Your answer must be an exact copy of the records below, minus the pictures.

(Stored dataset items)
= = =
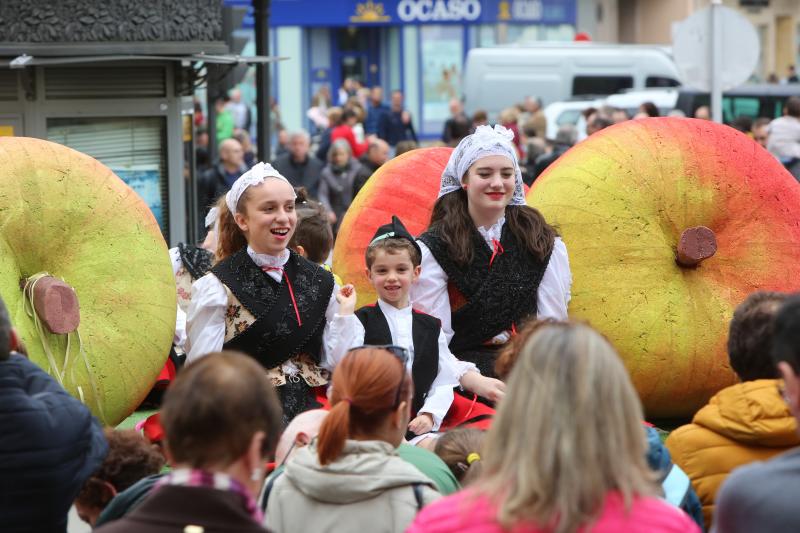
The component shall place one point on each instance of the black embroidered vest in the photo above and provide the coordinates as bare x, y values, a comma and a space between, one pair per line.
196, 260
425, 334
497, 297
275, 336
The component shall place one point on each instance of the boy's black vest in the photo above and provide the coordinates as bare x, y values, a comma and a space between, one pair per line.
275, 337
498, 297
425, 334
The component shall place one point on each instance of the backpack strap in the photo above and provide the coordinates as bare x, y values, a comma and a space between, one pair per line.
418, 495
264, 500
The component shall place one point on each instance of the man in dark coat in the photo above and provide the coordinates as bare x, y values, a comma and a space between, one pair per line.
396, 125
377, 154
218, 179
49, 443
297, 165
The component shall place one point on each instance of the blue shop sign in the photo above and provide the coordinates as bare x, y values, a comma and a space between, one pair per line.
398, 12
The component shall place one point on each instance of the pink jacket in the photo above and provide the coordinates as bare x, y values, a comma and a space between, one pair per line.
464, 514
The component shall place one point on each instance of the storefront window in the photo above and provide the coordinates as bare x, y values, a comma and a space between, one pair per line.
133, 148
441, 56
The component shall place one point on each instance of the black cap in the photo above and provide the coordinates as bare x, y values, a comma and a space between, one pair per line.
394, 230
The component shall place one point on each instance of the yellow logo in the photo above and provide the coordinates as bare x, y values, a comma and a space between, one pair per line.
369, 11
504, 10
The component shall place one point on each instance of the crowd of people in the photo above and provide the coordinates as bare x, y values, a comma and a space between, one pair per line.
354, 135
480, 408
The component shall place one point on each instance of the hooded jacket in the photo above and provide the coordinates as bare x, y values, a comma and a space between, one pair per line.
368, 488
742, 423
49, 445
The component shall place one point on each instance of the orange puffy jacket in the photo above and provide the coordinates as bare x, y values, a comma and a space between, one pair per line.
742, 423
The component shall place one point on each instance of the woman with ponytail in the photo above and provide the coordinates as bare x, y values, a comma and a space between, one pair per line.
489, 261
350, 478
261, 297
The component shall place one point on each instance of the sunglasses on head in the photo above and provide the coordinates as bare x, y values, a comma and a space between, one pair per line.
399, 352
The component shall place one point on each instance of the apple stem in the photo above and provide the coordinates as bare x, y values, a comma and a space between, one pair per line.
696, 245
55, 303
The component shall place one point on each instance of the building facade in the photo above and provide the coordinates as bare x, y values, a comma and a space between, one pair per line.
417, 46
113, 80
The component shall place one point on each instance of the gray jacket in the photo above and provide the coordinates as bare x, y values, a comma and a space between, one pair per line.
368, 488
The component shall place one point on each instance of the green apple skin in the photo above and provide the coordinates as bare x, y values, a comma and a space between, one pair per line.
64, 213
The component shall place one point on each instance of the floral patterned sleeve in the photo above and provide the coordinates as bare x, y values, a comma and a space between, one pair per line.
205, 321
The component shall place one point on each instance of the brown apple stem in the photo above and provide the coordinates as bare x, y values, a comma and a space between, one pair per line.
696, 245
56, 304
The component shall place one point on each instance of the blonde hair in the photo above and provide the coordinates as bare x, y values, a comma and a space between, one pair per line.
567, 433
461, 450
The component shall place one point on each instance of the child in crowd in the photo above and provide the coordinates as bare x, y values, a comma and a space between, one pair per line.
393, 265
393, 259
262, 298
313, 238
461, 450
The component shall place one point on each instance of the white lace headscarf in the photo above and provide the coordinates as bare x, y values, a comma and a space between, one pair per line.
486, 141
255, 176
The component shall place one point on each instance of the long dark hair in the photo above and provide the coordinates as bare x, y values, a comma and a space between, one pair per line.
451, 220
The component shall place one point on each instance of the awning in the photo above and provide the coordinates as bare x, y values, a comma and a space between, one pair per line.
25, 60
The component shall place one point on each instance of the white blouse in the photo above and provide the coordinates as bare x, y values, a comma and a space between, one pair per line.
179, 339
430, 295
206, 317
346, 332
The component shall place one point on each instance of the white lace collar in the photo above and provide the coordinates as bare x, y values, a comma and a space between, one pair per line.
266, 260
389, 309
493, 232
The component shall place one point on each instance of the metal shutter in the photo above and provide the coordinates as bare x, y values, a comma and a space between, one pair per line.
69, 83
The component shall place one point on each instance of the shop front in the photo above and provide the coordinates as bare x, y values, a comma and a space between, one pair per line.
417, 46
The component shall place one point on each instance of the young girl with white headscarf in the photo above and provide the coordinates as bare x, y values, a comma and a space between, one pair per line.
488, 260
261, 297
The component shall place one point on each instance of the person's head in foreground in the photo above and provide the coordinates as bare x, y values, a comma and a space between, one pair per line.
786, 351
566, 450
461, 451
130, 458
222, 414
351, 477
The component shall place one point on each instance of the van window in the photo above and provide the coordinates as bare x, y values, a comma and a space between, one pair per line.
737, 106
661, 81
600, 84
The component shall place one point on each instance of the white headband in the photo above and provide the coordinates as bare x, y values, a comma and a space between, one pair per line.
255, 176
486, 141
211, 217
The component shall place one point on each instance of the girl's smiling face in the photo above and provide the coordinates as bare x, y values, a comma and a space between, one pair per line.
268, 218
490, 185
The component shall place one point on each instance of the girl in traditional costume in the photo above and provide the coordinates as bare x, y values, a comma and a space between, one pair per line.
488, 260
262, 298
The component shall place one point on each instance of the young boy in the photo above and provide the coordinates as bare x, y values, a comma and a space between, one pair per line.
393, 264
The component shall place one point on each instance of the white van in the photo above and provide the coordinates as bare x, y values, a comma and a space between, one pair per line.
497, 78
664, 100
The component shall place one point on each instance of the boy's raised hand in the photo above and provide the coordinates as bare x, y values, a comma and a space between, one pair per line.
347, 300
421, 424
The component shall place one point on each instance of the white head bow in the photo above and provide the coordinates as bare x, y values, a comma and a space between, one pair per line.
255, 176
486, 141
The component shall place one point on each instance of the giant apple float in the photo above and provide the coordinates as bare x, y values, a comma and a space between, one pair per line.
406, 186
623, 200
65, 214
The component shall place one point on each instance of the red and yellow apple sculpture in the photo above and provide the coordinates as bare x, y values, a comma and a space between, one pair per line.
624, 198
65, 214
406, 186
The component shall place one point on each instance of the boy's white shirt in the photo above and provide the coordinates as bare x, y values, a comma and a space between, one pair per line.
= = =
■ **Result**
The component shall place one point on each instance of the black embroidered vest in the photo above and provide the coordinates as bare x, y values, a comma and a space between, one pair per line.
196, 260
425, 334
497, 297
275, 336
The component shall place one point on each instance of the boy's black vest in the photo above and provide the coordinates as bare x, y values, a comma and a space between, one pair per line.
275, 337
498, 297
425, 334
The component shall place one point on each instance of the backpack strap in the photo above and provide the coordinates as bare x, y values, a comma and a space between, one pair per line.
418, 495
264, 500
The component shall place one point on each instance of the man in dark coat in the photo above and provide the coordinates as bare x, y values, a comma and a space between, one pair per line.
396, 125
377, 154
218, 179
49, 443
297, 165
The component shall place one point on each instance of the blue shop sign in the photo above and provide the coordinates as bare x, y values, a comma and a space between, one pair per line.
398, 12
The component shall place one point on each instance of the pink jacket in the photo above and provide the coordinates as bare x, y values, a comma and a space between, one pair per line.
464, 514
The component shall place one point on each instance of the storefront window in the photo above and provide the coordinates as bare x, y values, a comma and a space between, one pair per line.
133, 148
441, 56
The component shall place one point on each instance of the black cap in the photo above and provide the coordinates as bare x, y values, a comma and a space between, one pair per line.
394, 230
The component shall place one point on each instance of the yellow logo in the photo above and provide the coordinates as bare x, y values, a comma and a space between, one pair per line.
369, 11
504, 10
The component shall place one point on each instance of the crowd of people in the photo above and provide the coordinates as bare x, y values, a comma and a space between, one pair per line.
354, 135
480, 408
The component shall place one point on each instance of the hooded jacket in the photo above and provide the coordinates as bare x, y values, a comma and a space between, one pair per line.
368, 488
742, 423
49, 445
The component shall place one point on each instance of the orange puffy jacket in the photo above and provide the coordinates as bare x, y values, a comma and a space between, one pair per line.
742, 423
The component shall place one point on each instance of the woman with ponytail in the photo above and provide the coordinates as bare x, y values, a comma and a space between, one pair per line.
489, 261
350, 478
261, 297
The component shall place one point on each instance of the sunglasses on head in the photo above and provide the coordinates as bare x, y values, a comma and a space between, one pair per line.
399, 352
The component shall place one point on each instance of the apple stem in the photo above and provide the coordinates as bare x, y values, a comma and a space between, one pair per line.
696, 245
55, 303
The component shall place one point on each instance of the building facade in the photo above and provide the coordinates as bare x, y values, a comma and a space between, one pair per line.
417, 46
113, 80
The component shall place one point on each instance of the gray jacket in the photo above and provide the coordinates as bare x, y values, a comma and a space between, one pair per line.
368, 488
The component shall place one point on each instance of the green apple skin in the photo above and provide the coordinates as bare x, y values, a comma and a space between, one pair per line.
64, 213
The component shall place one point on each instance of the floral patterned sleeve in the photo above and provide the coordinates as bare x, y values, a comma and a space between, one pair per line.
205, 321
The component shall place one point on each instance of the brown apple stem in the photo above and provide the coordinates as bare x, y values, a comma and a space between, one pair per line.
696, 245
56, 304
The component shall place one point on each instance of the blonde hair in the photo above and provide the coordinates as bare x, y values, a comma and a space between, one pair per line.
567, 433
461, 450
The component shall place one point on each instance of the child in crowd in the photo above and provide the coordinates as bare x, y values, a comma and a space between, one pair per line.
393, 265
393, 259
262, 298
313, 238
461, 450
The component shall place one point on each instance of the white lace headscarf in the photo above and provide the coordinates as bare x, y values, a comma and a space between, one pair per line.
486, 141
255, 176
The component shall place one point on each instance of the long dark hair in the photo above and provide the coordinates as bare x, y values, a comma and a space between, one pair per line.
451, 220
The component shall place one point on each instance of the awning in the photo above and provide the coordinates as bare x, y values, a comma and a space between, one pair per line.
25, 60
The component shall place one point on each instance of the white blouse in the photo above and provide the coordinates as bare x, y values, a comma and a space between, one pair per line.
179, 339
430, 295
206, 317
346, 332
The component shall place one point on each instance of the white lace collar in the photo above and provide the coordinates as bare x, y values, a comma and a space between, one pair per line.
266, 260
389, 309
493, 232
The component shall place one point on each instance of the metal shutter in the photo above and provide the coordinates as bare x, y values, a comma and a space between, one pair per line.
69, 83
The component shall place one point on each instance of the shop front in the photo above and provide the coordinates as bare x, y values, a comma and a space between, one pair per line.
417, 46
The component shall place one point on each instance of the young girl with white headscarf in the photo above and provide the coordinates as bare x, y values, a comma and a space between, one pair per line.
488, 260
261, 297
The component shall place one point on each instance of the person's head in foreground in the photo above and provide the coordinates as bare x, y values, a comma and a space between, one pair per line.
786, 351
566, 450
461, 451
130, 458
222, 414
351, 477
The component shall place one point on each instance of the van window in the photo above and provide the coordinates as bare x, y values, a comma and a space between, one pair per line.
737, 106
661, 81
600, 84
The component shall place one point on each instance of the white headband in the photo above and provide the coordinates as bare x, y values, a comma and a space between, one pair per line.
255, 176
486, 141
211, 217
The component shall place one point on each instance of the girl's smiling face in the photo above and provide the coordinates as bare x, y values, a comma and a space between, one pair per line.
268, 218
490, 185
The component shall place one point on each instance of the girl in traditional costume in the photo above and provide the coordinates as bare x, y values, a comma and a space between, one pair per line.
488, 260
262, 298
The component shall place one point on each instance of the young boy in the photo above and provide the coordinates as bare x, y values, a comma and a space between, one pair per line.
393, 264
The component shall place one point on each instance of the white van in the photo above and provide the coordinates as bare x, y values, a comma and a space between, one pair per line.
497, 78
664, 100
The component shall place one point on each instance of the boy's raised hand in the photo above and provide the coordinates as bare x, y values, a comma and a space between, one pair per line.
347, 300
421, 424
The component shall place one point on each instance of the white head bow in the photo above and provide the coordinates as bare x, y values, a comma and a space between, one pair per line.
255, 176
486, 141
The component shall place one point on each instance of the giant apple float in the photo above and provide the coordinates as bare x, y values, a comma and a space between, one pair per line.
406, 186
623, 200
65, 214
The component shall place one point on each instance of the red and yellow apple sculpture in the photo above and provide the coordinates as bare x, y values, a comma and a space between, one pair per line.
624, 198
65, 214
406, 186
The component shall place one point on each instance of the boy's white shirt in the photo above and provide the coordinates as bare x, y values, a comma and a space between, one pair per line.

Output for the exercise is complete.